*Written tasks*.
1 - Do these statements agree with the article on emergency funds? (a) Saavedra suggests that someone with credit card debt start with an emergency fund of about one month's bills. (b) Saavedra advises waiting until student loans are paid off before building a three to six month emergency fund. (c) Saavedra describes an emergency fund as an investment. Answer each with yes or no, and quote the words from the article that decide it.
2 - Extend the article on emergency funds, starting right after its final sentence.

* Start Document *

Don’t focus on interest rates when it comes to your emergency fund
“Your emergency fund is not an investment,” says Saavedra. “It’s a cushion that you will need to secure against falling into further credit card debt when emergencies happen. The difference between 1 percent or a 0 percent paying bank account is a lot less significant than falling into an emergency, putting life on a credit card, and paying off debt that might have an APR [annual percentage rate] of 25 percent.”
Try to balance saving and paying back debt
When it comes to Saavedra’s saving strategy, she recommends trying to split your priorities of saving and paying back debt as best as you can.
“If you have credit card debt, build a starter emergency fund of about one month’s bills,” says Saavedra. “Once you finish paying down credit card debt, start building up to a three to six month emergency fund, even if you have other types of debt such as student loans or a mortgage.”
Build an emergency fund that fits your situation
In general, it’s recommended that savers set aside three to six months of expenses in an emergency fund. However, this may vary depending on each person’s individual situation.

* End Document *
* Start Provided information *

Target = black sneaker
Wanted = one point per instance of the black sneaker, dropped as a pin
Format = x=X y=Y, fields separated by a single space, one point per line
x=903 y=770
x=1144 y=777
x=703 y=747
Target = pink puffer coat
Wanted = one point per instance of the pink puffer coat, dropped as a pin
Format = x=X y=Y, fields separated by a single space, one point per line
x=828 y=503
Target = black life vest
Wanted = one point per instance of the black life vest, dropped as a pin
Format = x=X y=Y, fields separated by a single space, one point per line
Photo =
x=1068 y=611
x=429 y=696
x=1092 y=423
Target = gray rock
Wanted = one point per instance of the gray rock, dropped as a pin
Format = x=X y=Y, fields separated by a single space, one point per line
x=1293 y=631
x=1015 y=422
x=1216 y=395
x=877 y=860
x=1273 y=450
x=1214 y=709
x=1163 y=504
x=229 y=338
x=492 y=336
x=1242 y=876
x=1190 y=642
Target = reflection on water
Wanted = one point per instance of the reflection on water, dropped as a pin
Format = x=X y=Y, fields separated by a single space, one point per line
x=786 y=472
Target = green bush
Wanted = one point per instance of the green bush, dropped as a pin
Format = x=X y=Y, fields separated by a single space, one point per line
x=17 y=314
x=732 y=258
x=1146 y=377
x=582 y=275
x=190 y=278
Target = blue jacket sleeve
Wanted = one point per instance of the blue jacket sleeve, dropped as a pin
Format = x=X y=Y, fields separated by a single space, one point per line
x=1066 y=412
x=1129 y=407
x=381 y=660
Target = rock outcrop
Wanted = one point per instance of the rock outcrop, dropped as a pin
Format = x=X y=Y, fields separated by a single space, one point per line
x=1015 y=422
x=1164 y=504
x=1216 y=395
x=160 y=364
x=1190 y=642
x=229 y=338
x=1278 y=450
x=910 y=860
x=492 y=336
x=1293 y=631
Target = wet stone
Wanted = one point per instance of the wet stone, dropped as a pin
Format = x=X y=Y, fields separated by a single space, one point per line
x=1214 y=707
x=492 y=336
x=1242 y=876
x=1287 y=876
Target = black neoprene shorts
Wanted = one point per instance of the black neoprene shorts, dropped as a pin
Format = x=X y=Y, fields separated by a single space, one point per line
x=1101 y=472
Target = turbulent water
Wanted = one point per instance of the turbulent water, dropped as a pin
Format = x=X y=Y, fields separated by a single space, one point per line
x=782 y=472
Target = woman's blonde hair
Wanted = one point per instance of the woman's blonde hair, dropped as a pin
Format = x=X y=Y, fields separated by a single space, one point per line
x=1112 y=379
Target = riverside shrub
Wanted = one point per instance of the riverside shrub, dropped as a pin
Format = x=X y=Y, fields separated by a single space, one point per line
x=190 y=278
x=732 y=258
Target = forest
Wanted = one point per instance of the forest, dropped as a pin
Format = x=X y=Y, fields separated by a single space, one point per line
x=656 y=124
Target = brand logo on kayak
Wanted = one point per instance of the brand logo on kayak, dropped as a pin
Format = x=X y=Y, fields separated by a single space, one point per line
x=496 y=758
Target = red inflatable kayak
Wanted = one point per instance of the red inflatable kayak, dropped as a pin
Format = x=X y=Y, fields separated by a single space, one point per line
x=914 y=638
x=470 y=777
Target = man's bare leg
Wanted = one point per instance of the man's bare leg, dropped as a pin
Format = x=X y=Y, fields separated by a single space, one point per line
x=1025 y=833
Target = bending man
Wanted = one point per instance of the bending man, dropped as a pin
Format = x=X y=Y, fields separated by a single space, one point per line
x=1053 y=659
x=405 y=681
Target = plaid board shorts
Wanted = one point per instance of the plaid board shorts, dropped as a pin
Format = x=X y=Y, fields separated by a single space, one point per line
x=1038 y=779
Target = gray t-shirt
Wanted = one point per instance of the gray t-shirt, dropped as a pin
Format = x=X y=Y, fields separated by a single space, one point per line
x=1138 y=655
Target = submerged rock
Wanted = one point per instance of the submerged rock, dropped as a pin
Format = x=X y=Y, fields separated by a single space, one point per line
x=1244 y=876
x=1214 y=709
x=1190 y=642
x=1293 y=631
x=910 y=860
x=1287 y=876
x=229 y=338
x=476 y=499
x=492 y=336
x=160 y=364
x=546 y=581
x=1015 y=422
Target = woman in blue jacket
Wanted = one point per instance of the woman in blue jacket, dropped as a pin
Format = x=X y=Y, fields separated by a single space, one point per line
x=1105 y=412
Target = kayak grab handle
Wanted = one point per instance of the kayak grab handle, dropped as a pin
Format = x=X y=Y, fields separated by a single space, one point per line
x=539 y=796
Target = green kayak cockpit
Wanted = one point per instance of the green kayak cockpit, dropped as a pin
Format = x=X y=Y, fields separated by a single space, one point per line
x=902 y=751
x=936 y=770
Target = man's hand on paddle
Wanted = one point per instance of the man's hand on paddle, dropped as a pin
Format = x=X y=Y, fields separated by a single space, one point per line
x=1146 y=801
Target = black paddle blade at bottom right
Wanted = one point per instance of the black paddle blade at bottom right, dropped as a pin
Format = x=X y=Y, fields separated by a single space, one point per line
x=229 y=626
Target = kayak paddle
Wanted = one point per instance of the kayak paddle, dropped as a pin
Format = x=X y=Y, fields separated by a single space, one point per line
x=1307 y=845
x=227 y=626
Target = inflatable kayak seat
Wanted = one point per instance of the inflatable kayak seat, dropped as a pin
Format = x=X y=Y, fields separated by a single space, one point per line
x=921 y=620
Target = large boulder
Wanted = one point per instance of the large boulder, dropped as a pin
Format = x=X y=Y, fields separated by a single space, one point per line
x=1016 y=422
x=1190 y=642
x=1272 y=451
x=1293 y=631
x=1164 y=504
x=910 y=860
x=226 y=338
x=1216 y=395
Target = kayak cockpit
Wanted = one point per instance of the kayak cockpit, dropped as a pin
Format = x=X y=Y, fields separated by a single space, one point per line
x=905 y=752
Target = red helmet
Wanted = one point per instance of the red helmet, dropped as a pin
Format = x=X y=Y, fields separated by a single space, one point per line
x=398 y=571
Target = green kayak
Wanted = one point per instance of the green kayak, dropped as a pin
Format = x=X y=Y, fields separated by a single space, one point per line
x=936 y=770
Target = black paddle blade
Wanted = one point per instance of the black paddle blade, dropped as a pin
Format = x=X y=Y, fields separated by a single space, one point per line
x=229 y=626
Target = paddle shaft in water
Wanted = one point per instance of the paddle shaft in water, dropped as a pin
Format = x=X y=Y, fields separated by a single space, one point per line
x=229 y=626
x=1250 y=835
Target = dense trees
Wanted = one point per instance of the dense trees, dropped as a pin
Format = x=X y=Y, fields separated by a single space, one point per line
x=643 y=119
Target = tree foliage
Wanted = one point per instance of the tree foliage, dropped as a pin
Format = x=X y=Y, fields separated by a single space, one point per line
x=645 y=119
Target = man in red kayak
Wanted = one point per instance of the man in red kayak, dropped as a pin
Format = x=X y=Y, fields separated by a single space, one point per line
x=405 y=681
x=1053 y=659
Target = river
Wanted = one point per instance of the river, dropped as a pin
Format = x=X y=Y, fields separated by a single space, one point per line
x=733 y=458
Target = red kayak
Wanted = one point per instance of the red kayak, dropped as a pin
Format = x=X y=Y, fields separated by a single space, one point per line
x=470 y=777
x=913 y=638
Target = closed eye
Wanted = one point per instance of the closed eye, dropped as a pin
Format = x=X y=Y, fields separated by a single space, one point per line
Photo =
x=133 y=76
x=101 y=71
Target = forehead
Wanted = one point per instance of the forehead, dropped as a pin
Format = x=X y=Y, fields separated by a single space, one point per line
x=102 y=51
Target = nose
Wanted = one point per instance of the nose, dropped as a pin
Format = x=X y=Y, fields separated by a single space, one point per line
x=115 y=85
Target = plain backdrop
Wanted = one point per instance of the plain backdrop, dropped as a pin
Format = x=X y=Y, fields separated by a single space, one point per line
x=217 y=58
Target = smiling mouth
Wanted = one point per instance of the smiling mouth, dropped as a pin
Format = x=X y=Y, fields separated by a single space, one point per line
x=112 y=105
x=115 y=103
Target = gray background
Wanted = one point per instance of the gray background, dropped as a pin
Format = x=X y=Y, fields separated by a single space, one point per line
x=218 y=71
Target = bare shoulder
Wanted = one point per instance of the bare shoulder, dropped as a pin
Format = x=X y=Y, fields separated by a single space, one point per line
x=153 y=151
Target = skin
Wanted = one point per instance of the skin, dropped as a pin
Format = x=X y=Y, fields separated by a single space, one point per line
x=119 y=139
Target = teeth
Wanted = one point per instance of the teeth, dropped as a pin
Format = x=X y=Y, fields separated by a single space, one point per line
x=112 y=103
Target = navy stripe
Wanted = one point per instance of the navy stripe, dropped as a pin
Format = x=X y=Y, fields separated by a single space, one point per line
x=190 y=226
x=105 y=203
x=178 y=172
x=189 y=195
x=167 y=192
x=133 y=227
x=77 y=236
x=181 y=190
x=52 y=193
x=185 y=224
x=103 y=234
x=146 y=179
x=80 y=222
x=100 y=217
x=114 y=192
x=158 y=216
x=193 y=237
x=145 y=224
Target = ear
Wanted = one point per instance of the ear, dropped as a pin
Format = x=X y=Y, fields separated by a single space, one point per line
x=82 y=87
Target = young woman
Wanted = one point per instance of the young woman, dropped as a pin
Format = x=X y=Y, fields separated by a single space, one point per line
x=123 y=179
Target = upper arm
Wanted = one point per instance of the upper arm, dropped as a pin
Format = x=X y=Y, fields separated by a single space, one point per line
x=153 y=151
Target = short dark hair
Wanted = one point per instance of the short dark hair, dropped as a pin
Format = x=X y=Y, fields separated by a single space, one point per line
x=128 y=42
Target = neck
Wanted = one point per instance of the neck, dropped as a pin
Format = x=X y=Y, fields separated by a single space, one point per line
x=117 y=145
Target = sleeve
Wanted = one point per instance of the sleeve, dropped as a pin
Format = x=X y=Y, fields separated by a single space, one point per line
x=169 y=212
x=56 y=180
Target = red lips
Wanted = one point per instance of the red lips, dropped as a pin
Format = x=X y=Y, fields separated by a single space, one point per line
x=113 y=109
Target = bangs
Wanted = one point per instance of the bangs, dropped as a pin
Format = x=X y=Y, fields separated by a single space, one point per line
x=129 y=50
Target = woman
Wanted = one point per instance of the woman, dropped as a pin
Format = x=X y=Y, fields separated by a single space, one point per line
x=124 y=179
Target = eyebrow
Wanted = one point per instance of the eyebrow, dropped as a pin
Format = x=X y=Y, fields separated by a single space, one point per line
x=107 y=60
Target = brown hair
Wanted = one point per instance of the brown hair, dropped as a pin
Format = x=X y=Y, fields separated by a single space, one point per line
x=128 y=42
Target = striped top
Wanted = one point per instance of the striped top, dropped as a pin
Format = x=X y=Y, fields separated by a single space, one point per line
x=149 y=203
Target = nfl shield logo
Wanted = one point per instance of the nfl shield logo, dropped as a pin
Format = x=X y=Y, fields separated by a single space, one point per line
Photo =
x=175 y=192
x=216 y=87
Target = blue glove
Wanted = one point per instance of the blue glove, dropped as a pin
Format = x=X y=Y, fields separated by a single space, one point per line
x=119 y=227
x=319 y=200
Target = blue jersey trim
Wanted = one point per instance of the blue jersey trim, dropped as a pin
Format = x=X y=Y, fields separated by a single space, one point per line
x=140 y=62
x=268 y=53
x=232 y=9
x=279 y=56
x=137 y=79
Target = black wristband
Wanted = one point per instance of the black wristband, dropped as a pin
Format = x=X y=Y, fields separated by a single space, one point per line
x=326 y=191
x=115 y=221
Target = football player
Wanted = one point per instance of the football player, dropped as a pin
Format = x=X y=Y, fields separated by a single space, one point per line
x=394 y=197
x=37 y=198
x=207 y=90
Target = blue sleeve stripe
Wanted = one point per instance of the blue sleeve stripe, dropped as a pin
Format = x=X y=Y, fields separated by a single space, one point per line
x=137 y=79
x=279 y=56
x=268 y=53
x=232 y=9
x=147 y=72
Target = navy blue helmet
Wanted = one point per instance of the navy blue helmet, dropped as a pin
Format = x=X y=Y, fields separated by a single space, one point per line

* End Provided information *

*Answers to the problems*.
1 -
(a) Yes: "If you have credit card debt, build a starter emergency fund of about one month’s bills"
(b) No: "start building up to a three to six month emergency fund, even if you have other types of debt such as student loans or a mortgage"
(c) No: "Your emergency fund is not an investment"

2 -
For example, Saavedra says that it probably makes more sense for those with relatively stable jobs and no dependents to have a cushion of about three months’ expenses. Whereas those with kids under the age of 18 will likely want to save six months’ worth of expenses to give them more peace of mind.
“Do whatever it takes” to get started
When it comes to getting started, Saavedra has found that a “do whatever it takes” approach has proven to be a successful attitude for both herself and her clients.
Saavedra suggests that those looking to boost their savings should consider:
- Selling everything they’re not currently using.
- Doing a series of quick hustles (i.e. selling plasma, focus groups, side jobs).
- Pausing all non-essential spending.
- Put any raise or bonus money you earn straight into savings.
These are some quick and easy ways to boost your balance or even get it going.
Focus on your emergency fund before you start investing
“Stocks are hot” is probably a phrase you’ve been hearing fairly often as of late. And while that may be true, stocks are not for everyone.
Saavedra advises against investing in the stock market until you have a fully-funded emergency fund. Investing comes with more inherent risks, which is why you should focus on covering your back for those “just in case” moments.
“Keep your emergency fund in cash or cash-like equivalents, and make sure it is fully funded before you begin investing,” says Saavedra.
Finally, it should go without saying but never stash your emergency fund in investments.
Starting (and building) an emergency fund should be a key part of your financial plan. Not only will it give you peace of mind knowing that you have a cushion to fall back on, but it will actually be there for you when you most need it.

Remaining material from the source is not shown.